* **À faire**
a – Reprenez le passage du texte sur le château de Bonnemare qui va de « En lisant le » à « comme sa fille. », en substituant « Mahaut » à « Mathilde ».
b – Énumérez les parties du domaine dont le texte sur le château de Bonnemare indique l’époque de construction.
c – D’après le texte sur le château de Bonnemare, qui a fait construire le château actuel, et en quelle année ?

* **Extrait du texte**
"""

A deux pas de Giverny, niché dans un parc de 22 hectares arboré et fleuri, le château de Bonnemare est un joyau de l’architecture Renaissance. Le château (à l’exclusion de l’aile nord), le châtelet et la chapelle sont de la fin du 16e siècle. L’ensemble des communs date des 17e et 18e siècles.
Un manoir médiéval aurait été habité par Raoul de Bonnemare dont la légende hante encore les vieilles pierres du domaine.
On raconte que, au XIIe siècle, Marie de France, jeune poétesse française résidant à la Cour d’Angleterre, commence à rédiger des poèmes en vieux français.
En lisant le «lai des deux Amants » nous découvrons l’histoire d’un jeune homme appelé Raoul de Bonnemare qui aurait résidé au château du même nom, avec sa mère Alix de Bonnemare.
À quelques kilomètres de ce château vivait le terrifiant seigneur de Cantelou, sa femme et sa fille Mathilde. Messire Robert, baron de Cantelou, prenait un malin plaisir à tourmenter moralement et physiquement ses vassaux et toutes personnes qui l’approchaient. Alors qu’il était parti en croisade au côté de Richard Cœur-de-Lion, sa femme meurt et laisse Mathilde seule au château. Alix de Bonnemare la recueille et l’élève alors comme sa fille.
Deux ans passent et les liens qui n’étaient qu’amitié entre Raoul et Mathilde se transforment très vite en liens amoureux. Au retour du Baron de Cantelou, Raoul demande la main de Mathilde. Le cruel Messire Robert accepte, à une seule condition, et pas des moindres.
Raoul doit porter Mathilde de la base d’un pic escarpé à la pointe, et en courant ! Sans hésitation et par amour pour sa bien-aimée, Raoul accepte et réussit à accéder au sommet, mais meurt d’épuisement à l’arrivée. Pour la première fois, attendri par ce drame, le Baron de Cantelou aurait fondé, en souvenir de cet amour, le Prieuré des Deux-Amants et pris l’habit en pénitence qu’il porta jusqu’à sa mort.
Une tradition locale raconte que Bonnemare aurait hébergé les rois Charles VII et Charles IX qui aimaient chasser dans cette région.
En 1555, Nicolas Leconte, marquis de Draqueville , Président du Parlement de Normandie et propriétaire du domaine, fit construire le château actuel, à l’emplacement de l’ancien manoir médiéval. Inspiré par les débuts du classicisme français, l’édifice alterne chaînes de pierres ornées de pilastres et briques polychromes à motif losangé.

"""

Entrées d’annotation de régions
"""

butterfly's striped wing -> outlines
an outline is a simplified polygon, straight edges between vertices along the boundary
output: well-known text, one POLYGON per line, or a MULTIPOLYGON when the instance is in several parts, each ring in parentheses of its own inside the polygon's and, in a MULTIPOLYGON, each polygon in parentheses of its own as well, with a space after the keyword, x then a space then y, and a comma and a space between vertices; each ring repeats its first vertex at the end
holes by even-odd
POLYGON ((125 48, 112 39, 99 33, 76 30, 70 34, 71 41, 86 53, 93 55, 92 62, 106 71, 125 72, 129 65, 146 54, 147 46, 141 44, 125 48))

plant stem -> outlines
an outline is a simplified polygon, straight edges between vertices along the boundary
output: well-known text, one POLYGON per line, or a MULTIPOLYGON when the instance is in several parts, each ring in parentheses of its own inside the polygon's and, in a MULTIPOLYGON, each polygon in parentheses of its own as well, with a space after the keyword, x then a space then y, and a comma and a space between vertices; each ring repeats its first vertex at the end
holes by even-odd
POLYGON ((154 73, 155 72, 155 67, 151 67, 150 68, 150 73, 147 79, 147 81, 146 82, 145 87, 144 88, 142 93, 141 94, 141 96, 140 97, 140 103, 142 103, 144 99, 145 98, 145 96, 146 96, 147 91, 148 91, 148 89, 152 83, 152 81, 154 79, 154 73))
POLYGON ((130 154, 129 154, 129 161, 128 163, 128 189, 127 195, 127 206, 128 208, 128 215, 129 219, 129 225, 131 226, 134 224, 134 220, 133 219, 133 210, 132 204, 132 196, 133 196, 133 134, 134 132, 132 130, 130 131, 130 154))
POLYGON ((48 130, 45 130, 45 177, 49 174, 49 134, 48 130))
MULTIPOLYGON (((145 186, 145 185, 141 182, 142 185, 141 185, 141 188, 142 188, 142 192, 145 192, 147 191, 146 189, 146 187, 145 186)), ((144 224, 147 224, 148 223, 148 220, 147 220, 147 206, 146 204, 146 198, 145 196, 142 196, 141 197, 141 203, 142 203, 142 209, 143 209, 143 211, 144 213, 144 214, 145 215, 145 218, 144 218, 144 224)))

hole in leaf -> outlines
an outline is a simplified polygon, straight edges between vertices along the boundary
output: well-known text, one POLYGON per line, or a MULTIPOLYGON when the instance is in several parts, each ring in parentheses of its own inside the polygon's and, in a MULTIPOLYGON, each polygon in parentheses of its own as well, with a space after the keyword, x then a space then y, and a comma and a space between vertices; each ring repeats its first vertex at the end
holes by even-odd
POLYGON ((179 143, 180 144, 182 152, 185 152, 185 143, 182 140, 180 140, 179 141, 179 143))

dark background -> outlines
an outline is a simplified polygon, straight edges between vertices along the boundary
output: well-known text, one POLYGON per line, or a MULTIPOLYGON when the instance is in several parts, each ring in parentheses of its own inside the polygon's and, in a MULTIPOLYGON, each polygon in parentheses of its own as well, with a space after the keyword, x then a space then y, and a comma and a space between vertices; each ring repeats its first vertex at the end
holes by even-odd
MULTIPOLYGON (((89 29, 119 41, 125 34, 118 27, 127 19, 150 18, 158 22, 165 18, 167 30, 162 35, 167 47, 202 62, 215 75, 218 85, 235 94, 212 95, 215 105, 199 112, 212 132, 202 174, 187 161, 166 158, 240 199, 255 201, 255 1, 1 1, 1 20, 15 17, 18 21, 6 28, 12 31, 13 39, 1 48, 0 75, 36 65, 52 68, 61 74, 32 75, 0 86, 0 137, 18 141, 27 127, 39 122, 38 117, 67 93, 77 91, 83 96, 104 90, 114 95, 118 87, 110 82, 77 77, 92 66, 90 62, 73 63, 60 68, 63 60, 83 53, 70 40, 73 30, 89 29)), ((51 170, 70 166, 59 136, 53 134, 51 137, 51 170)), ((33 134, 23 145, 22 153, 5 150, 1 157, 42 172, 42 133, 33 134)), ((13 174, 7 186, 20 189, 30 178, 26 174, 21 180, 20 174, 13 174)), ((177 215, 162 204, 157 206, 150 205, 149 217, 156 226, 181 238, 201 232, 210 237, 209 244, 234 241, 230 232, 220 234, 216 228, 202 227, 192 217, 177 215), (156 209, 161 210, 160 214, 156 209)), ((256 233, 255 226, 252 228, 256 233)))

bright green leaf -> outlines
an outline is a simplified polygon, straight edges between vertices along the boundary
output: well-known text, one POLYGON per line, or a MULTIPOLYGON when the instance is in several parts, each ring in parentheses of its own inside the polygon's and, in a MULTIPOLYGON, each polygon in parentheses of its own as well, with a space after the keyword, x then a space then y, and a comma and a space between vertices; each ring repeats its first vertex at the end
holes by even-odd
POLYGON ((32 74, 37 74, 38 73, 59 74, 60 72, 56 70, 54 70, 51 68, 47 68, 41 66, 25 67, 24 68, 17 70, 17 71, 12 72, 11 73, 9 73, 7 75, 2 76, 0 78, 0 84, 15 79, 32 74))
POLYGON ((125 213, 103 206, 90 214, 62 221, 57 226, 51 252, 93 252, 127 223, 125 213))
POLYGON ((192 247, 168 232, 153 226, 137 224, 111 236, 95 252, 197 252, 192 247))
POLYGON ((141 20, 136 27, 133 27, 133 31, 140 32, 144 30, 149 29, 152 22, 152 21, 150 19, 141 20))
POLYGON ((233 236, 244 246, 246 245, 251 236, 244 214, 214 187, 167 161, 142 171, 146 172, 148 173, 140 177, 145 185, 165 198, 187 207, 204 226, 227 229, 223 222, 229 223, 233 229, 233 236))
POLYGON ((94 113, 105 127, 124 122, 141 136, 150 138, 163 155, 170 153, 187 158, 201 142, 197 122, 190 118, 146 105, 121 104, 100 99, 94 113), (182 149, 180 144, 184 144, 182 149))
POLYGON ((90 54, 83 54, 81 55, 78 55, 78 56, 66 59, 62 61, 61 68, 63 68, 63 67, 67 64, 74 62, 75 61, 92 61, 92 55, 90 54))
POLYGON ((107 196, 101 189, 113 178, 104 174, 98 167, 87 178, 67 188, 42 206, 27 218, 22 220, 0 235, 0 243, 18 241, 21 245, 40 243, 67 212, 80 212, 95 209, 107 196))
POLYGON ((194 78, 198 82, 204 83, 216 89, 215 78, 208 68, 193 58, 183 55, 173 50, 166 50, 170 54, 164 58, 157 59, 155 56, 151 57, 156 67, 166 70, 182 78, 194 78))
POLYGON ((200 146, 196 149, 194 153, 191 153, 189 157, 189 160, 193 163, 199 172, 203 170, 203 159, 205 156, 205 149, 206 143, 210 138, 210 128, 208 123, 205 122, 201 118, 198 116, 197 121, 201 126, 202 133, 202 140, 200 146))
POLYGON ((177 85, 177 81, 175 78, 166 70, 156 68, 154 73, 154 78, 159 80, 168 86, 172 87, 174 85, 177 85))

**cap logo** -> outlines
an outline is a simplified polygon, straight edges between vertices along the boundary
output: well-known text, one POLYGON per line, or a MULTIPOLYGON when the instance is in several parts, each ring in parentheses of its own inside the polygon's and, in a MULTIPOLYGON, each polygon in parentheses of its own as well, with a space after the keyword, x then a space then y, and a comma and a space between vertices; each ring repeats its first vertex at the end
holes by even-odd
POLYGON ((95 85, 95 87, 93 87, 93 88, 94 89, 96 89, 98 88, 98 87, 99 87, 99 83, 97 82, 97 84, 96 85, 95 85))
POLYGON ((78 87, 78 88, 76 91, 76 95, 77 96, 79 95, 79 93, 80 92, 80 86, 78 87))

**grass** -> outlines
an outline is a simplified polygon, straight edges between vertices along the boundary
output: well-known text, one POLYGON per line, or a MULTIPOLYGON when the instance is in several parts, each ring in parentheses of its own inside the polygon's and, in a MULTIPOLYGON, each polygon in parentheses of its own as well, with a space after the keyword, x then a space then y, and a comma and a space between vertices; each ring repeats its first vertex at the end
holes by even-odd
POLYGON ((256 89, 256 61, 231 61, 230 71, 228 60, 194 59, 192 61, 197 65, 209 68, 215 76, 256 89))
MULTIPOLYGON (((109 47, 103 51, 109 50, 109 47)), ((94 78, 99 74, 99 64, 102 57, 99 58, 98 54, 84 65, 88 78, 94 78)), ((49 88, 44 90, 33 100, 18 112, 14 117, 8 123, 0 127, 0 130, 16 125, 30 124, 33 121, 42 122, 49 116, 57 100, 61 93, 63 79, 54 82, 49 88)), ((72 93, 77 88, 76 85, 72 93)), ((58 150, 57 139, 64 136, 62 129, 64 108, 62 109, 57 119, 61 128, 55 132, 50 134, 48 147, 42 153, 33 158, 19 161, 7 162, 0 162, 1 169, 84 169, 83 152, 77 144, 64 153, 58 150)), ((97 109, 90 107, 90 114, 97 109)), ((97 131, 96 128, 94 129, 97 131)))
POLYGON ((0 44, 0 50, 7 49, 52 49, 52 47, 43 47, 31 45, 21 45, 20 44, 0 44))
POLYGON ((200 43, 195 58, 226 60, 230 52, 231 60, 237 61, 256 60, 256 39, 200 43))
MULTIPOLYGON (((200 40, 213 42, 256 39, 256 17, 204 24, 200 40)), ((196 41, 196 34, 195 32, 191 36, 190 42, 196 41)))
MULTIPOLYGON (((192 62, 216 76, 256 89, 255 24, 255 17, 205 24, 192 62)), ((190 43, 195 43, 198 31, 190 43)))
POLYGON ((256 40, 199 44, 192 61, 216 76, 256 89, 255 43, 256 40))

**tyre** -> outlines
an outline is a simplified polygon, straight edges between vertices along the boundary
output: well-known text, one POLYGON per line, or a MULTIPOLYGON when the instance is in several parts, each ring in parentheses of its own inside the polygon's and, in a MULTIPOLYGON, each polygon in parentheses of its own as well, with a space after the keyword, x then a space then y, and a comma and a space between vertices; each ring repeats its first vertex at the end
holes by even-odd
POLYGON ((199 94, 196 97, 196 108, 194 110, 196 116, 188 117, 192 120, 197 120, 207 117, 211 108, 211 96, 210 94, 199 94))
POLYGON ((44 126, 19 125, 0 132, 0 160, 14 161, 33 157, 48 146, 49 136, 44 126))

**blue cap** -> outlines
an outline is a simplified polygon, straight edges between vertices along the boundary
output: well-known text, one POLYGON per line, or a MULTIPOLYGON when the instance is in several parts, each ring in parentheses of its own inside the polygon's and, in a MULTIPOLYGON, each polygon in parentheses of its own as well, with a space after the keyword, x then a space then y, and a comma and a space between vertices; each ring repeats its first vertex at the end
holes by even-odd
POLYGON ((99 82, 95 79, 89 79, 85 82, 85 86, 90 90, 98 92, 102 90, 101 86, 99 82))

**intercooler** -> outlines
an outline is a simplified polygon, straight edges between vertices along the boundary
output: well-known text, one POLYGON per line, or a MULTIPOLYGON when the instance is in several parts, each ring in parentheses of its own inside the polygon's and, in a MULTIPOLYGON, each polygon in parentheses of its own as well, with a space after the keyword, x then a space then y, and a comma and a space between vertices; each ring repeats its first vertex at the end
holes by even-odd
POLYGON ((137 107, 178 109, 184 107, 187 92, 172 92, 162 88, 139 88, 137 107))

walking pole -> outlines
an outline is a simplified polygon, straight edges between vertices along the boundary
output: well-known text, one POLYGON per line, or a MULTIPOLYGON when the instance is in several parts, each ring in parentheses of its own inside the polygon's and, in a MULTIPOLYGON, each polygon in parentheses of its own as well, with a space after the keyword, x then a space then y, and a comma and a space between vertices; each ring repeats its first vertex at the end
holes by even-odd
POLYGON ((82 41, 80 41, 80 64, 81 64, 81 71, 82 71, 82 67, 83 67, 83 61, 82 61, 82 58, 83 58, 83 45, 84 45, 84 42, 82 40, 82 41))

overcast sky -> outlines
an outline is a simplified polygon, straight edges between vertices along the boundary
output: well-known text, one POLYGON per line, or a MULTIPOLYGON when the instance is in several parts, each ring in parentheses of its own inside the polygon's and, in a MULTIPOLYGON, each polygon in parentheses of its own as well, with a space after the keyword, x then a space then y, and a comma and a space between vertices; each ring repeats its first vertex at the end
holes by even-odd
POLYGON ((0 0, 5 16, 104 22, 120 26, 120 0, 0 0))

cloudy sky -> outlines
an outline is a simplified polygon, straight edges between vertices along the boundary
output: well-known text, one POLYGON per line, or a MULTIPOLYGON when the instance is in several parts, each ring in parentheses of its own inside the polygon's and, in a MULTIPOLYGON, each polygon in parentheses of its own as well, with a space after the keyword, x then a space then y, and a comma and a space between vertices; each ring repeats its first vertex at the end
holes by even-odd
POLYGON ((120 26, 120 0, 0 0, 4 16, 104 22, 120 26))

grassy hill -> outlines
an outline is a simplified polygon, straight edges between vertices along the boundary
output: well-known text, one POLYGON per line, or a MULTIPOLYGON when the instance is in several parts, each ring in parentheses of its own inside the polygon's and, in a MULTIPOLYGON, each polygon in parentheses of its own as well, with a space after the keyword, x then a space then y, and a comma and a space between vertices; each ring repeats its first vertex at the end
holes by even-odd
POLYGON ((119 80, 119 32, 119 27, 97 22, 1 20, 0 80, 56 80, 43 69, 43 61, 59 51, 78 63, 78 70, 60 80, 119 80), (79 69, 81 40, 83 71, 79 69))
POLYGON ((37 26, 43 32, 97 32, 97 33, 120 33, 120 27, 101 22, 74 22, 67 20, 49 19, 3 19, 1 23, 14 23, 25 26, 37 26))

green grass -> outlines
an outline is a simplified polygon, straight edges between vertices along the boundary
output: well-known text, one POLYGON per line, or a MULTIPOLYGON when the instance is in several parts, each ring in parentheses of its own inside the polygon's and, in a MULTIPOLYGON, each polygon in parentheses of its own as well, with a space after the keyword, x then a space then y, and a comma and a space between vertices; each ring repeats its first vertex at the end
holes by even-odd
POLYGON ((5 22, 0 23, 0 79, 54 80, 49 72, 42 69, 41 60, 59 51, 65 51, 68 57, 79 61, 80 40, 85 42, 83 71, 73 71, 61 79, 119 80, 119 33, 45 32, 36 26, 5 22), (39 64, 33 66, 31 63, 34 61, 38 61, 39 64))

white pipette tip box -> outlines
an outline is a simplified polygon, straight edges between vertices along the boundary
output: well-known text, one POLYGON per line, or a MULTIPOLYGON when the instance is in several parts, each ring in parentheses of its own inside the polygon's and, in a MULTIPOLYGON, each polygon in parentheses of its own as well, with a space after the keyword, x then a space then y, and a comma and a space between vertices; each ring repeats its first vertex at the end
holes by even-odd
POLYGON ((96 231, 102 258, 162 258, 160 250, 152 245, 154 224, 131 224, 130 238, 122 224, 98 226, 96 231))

"""

* **Réponses à l’exercice**
a –
En lisant le «lai des deux Amants » nous découvrons l’histoire d’un jeune homme appelé Raoul de Bonnemare qui aurait résidé au château du même nom, avec sa mère Alix de Bonnemare.
À quelques kilomètres de ce château vivait le terrifiant seigneur de Cantelou, sa femme et sa fille Mahaut. Messire Robert, baron de Cantelou, prenait un malin plaisir à tourmenter moralement et physiquement ses vassaux et toutes personnes qui l’approchaient. Alors qu’il était parti en croisade au côté de Richard Cœur-de-Lion, sa femme meurt et laisse Mahaut seule au château. Alix de Bonnemare la recueille et l’élève alors comme sa fille.

b –
- le château (à l’exclusion de l’aile nord)
- le châtelet
- la chapelle
- l’ensemble des communs

c – Nicolas Leconte, marquis de Draqueville, en 1555.